> [EXERCICES À FAIRE]
(a) D'après le document sur les plus-values en report d'imposition, entre quelles sociétés a eu lieu l'échange de titres dont parle M. B... ?
(b) Pour chaque phrase, dites si le document sur les plus-values en report d'imposition lui donne raison (oui ou non), en citant les mots exacts qui tranchent :
(i) Les commentaires administratifs ont été publiés le 24 juillet 2017.
(ii) Les sociétés Meetic et Jaïna Patrimoine sont établies dans deux États membres différents.
(iii) La directive « fusions » date du 23 juillet 1990.
(c) Poursuivez le document sur les plus-values en report d'imposition, en partant de sa dernière phrase.

> [DOCUMENT]
......
2. Aux termes du paragraphe 130 des commentaires administratifs publiés le 24 juillet 2017 sous la référence BOI-RPPM-PVBMI-20-20-10 : « (…) l’abattement pour durée de détention ne s’applique pas (…) aux gains nets de cession, d’échange ou d’apport réalisés avant le 1er janvier 2013 et placés en report d’imposition dans les conditions prévues (…) à l'article 150-0 B ter du CGI (…) ».

 

3. L’intérêt dont se prévaut M. B... à l’appui de sa requête tient à la réalisation d’une opération d’échange de titres entre les sociétés Meetic et Jaïna Patrimoine, qu’il contrôle, régie par les dispositions de l’article 150-0 B ter du code général des impôts. Ces sociétés étant toutes deux établies en France, cet intérêt ne lui donne qualité pour demander l’annulation des commentaires administratifs qu’il attaque qu’en tant que ceux-ci concernent les situations internes, à l’exclusion des opérations intéressant des sociétés d’Etats membres différents, lesquelles sont seules susceptibles d’entrer dans le champ de la directive qu’il invoque.

 

4. D’une part, M. B... soutient, en soulevant une question prioritaire de constitutionnalité, que le III de l’article 17 de la loi du 29 décembre 2013 de finances pour 2014 et le 5° du II de l’article 34 de la loi du 29 décembre 2016 de finances rectificative pour 2016, que réitèrent les énonciations litigieuses, méconnaissent les principes d’égalité devant la loi et d’égalité devant les charges publiques protégés respectivement par les articles 6 et 13 de la Déclaration des droits de l’homme et du citoyen de 1789, en tant que les modalités d’imposition des plus-values réalisées avant le 1er janvier 2013 et placées en report d’imposition en application de l’article 150-0 B ter du code général des impôts sont plus défavorables lorsque les opérations d’échange d’actions n’entrent pas dans les prévisions de la directive « fusions » du 23 juillet 1990 que lorsqu’elles y entrent, ce dont il résulte une discrimination à rebours contraire à ces principes constitutionnels.
......
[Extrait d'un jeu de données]

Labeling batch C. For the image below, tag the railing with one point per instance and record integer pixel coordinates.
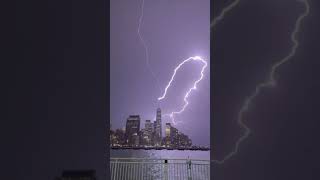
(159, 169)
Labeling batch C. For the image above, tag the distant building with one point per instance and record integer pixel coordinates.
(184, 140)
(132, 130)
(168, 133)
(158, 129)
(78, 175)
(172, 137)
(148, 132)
......
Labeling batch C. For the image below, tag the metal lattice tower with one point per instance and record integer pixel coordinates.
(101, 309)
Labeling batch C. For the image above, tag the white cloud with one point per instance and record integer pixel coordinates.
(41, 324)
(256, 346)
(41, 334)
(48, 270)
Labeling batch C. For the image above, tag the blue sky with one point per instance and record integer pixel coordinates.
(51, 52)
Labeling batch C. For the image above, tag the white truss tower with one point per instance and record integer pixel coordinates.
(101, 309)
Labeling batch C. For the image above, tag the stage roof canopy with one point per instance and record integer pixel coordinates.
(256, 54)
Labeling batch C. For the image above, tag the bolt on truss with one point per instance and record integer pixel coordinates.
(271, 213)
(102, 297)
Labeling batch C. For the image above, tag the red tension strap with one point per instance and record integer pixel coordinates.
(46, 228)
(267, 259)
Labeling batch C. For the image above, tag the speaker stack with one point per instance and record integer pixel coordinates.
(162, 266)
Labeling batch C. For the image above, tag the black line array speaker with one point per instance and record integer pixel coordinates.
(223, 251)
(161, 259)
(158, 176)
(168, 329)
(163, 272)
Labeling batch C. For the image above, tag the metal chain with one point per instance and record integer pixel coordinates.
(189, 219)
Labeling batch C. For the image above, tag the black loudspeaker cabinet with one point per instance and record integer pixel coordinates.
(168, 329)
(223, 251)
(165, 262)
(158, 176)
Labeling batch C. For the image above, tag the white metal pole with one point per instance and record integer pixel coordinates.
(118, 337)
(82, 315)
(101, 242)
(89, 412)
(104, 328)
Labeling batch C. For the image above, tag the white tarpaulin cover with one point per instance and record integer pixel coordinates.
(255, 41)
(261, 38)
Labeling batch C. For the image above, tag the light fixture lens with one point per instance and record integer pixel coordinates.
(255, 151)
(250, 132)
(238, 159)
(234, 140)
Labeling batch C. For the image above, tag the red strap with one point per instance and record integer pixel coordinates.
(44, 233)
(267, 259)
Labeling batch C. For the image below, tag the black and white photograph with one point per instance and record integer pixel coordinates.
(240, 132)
......
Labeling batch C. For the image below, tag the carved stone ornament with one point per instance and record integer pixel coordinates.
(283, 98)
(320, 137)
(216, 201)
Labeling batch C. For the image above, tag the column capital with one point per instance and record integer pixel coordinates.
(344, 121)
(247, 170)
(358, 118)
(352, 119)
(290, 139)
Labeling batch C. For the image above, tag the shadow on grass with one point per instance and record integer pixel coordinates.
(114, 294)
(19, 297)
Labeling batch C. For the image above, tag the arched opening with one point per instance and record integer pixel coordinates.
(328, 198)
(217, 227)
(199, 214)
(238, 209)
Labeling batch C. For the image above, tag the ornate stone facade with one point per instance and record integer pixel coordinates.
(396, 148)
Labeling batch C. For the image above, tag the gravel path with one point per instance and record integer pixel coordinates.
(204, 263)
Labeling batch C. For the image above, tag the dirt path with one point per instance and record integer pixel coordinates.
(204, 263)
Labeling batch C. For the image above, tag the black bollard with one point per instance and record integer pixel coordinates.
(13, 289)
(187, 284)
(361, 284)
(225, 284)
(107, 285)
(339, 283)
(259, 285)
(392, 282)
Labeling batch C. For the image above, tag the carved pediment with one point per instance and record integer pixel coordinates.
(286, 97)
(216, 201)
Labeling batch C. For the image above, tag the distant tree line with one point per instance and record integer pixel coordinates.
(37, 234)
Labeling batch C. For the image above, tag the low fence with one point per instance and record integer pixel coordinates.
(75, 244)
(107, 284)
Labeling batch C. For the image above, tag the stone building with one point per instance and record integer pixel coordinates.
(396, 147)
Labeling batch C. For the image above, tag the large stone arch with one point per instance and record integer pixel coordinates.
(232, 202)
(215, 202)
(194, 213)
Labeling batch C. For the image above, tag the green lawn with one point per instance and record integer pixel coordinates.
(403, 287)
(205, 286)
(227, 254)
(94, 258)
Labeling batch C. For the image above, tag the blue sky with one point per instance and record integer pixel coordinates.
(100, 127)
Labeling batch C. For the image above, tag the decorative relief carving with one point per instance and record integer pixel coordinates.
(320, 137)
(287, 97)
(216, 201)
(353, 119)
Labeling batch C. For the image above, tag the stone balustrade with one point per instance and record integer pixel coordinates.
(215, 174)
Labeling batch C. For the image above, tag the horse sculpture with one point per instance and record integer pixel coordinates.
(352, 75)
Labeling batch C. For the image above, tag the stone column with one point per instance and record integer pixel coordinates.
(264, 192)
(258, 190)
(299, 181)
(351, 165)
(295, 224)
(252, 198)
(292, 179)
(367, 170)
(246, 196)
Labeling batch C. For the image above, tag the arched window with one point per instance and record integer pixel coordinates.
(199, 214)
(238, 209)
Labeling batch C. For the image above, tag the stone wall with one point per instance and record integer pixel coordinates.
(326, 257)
......
> [RÉPONSES DANS L'ORDRE]
(a) Entre les sociétés Meetic et Jaïna Patrimoine.

(b)
(i) Oui : « publiés le 24 juillet 2017 ».
(ii) Non : « Ces sociétés étant toutes deux établies en France ».
(iii) Oui : « la directive « fusions » du 23 juillet 1990 ».

(c)
5. D’autre part, M. B... soutient que les énonciations qu’il attaque reproduisent des dispositions qui, en autorisant l’imposition de la totalité de la plus-value résultant de l’échange de titres alors que la plus-value de cession des titres reçus à l’échange bénéficie quant à elle, le cas échéant, des abattements pour durée de détention et, ainsi, en ne soumettant pas ces deux plus-values à un même régime d’imposition, sont incompatibles avec les objectifs du paragraphe 1 de l’article 8 de la directive 2009/133/CE du 19 octobre 2009.

 

Sur le premier moyen :

 

En ce qui concerne le cadre juridique :

 

6. Aux termes de l’article 61-1 de la Constitution du 4 octobre 1958 : « Lorsque, à l'occasion d'une instance en cours devant une juridiction, il est soutenu qu'une disposition législative porte atteinte aux droits et libertés que la Constitution garantit, le Conseil constitutionnel peut être saisi de cette question sur renvoi du Conseil d'Εtat ou de la Cour de cassation qui se prononce dans un délai déterminé. / Une loi organique détermine les conditions d'application du présent article. ». En vertu des dispositions de l’article 23-5 de l’ordonnance du 7 novembre 1958 portant loi organique sur le Conseil constitutionnel, prises pour l’application de ces dispositions constitutionnelles, le Conseil constitutionnel doit être saisi de la question prioritaire de constitutionnalité à la triple condition que la disposition contestée soit applicable au litige ou à la procédure, qu’elle n’ait pas déjà été déclarée conforme à la Constitution dans les motifs et le dispositif d’une décision du Conseil constitutionnel, sauf changement des circonstances, et que la question soit nouvelle ou présente un caractère sérieux.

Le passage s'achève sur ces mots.